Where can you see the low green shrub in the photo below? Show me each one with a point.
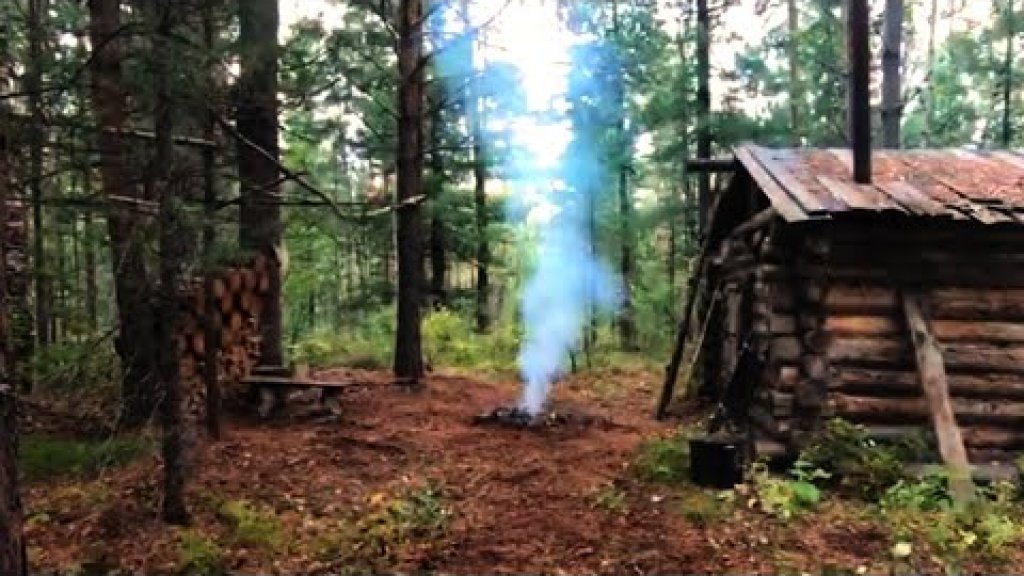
(706, 508)
(373, 543)
(787, 497)
(858, 464)
(253, 526)
(664, 460)
(199, 554)
(43, 457)
(924, 509)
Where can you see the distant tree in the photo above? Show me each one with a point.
(12, 559)
(1010, 18)
(892, 100)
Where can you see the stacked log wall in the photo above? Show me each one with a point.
(974, 288)
(240, 292)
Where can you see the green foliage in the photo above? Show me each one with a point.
(665, 460)
(253, 525)
(449, 339)
(706, 508)
(858, 464)
(923, 509)
(418, 516)
(609, 498)
(787, 498)
(199, 554)
(43, 458)
(77, 366)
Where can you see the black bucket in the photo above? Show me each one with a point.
(717, 462)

Stated goal: Copy all of the records above word for word, keeping every line of text. Leave the pictures out.

The response:
Where can you see the low green shrub in the photo below? Show me each one with a point.
(706, 508)
(373, 543)
(787, 497)
(858, 464)
(253, 526)
(664, 460)
(199, 554)
(43, 457)
(924, 509)
Where can you see the distant tree in the photo above? Show me each one with a point.
(12, 559)
(1010, 18)
(892, 100)
Where can you see the stacked log wall in the photo above? Show me each one with a point.
(974, 288)
(240, 292)
Where can you see the green foliage in the photo above? Show me each one with a point.
(665, 460)
(253, 525)
(449, 339)
(706, 508)
(858, 464)
(923, 509)
(418, 516)
(609, 498)
(787, 498)
(199, 554)
(43, 458)
(77, 366)
Where can you see the black bucket in the photo above? Show me each one with a point.
(717, 462)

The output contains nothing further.